== KUTIPAN SUMBER ==
Pukul 23.00.
Teman-teman kos sudah terlelap
kota besar ini juga mulai
redup sinarnya.
Saya memutuskan keluar berjalan kaki.
Belum tau tujuannya kemana
dan untuk apa, hanya ingin berjalan
menikmati angin malam diluar sana.
Menuju JPO dekat alfamidi.
Tidak terlihat seorang pun
di sepanjang jalan haji yahya.
Saya tidak takut lagi dengan
penampakan ataupun orang jahat.
Semenjak ada sosok kakek tua misterius
datang menemui saya jam 3 pagi di kosan dulu itu,
rasanya tidak ada yang bisa lebih aneh
dan lebih mengejutkan saya dari itu.
Saya mampir sebentar di alfamidi
padahal tidak tahu mau beli apa,
melihat satu persatu barang di setiap
rak-rak berharap menemukan label harga
yang berwarna kuning dengan diskon besar,
tidak saya temukan.
Berdiri di JPO tengah malam
meskipun sesuatu yang berbahaya
adalah hal yang cukup menyenangkan.
Kamu bisa melamun memikirkan apapun
sambil melihat kendaraan lalu lalang,
ditemani angin yang kadang menusuk tulang.
Pikiran saya mulai berlarian,
terlalu banyak yang saya khawatirkan
padahal orang lain juga punya
masalah yang sama.
Hal yang paling menyita kapasitas
otak saya kala itu adalah penempatan.
Konsep bahwa suatu hari nanti akan jauh
dari keluarga dan teman-teman
adalah sesuatu yang sulit saya cerna
sejak masuk sekolah ini.
Terlebih ketika tingkat satu saya
harus menelan kenyataan bahwasanya
saya tidak mungkin bisa 10 besar
jika saingan saya orang-orang hebat ini.
Pikiran penempatan yang membebani,
ditambah oleh cerita-cerita dosen
tentang sulitnya daerah penempatan
seakan membuat saya berjalan
dalam lorong yang ujungnya jurang.

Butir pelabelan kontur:
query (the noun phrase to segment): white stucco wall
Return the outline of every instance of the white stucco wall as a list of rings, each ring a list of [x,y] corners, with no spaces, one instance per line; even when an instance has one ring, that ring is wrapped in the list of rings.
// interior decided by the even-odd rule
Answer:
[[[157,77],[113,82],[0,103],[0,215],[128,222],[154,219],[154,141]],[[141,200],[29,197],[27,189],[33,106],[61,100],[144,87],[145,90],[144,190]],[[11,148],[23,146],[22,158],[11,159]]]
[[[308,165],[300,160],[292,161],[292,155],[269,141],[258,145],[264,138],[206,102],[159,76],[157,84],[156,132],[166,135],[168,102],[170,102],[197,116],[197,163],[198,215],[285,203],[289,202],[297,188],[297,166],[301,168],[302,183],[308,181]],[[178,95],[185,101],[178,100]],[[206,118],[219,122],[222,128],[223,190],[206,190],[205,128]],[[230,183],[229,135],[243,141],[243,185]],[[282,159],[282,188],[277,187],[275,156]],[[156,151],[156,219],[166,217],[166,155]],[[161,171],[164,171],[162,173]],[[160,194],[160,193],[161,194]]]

== DAFTAR TUGAS ==
(1) Tulis ulang bagian kutipan sumber yang dibuka dengan kata-kata "Berdiri di JPO" dan ditutup dengan "kadang menusuk tulang.", lalu ganti "kendaraan" dengan "mobil".
(2) Ulangi persis baris-baris data dari baris pertama sampai baris yang memuat "Return the outline", termasuk baris tersebut.
Baris-baris data ini tidak ada hubungannya dengan kutipan sumber.

== HASIL BERURUTAN ==
(1)
Berdiri di JPO tengah malam
meskipun sesuatu yang berbahaya
adalah hal yang cukup menyenangkan.
Kamu bisa melamun memikirkan apapun
sambil melihat mobil lalu lalang,
ditemani angin yang kadang menusuk tulang.

(2)
query (the noun phrase to segment): white stucco wall
Return the outline of every instance of the white stucco wall as a list of rings, each ring a list of [x,y] corners, with no spaces, one instance per line; even when an instance has one ring, that ring is wrapped in the list of rings.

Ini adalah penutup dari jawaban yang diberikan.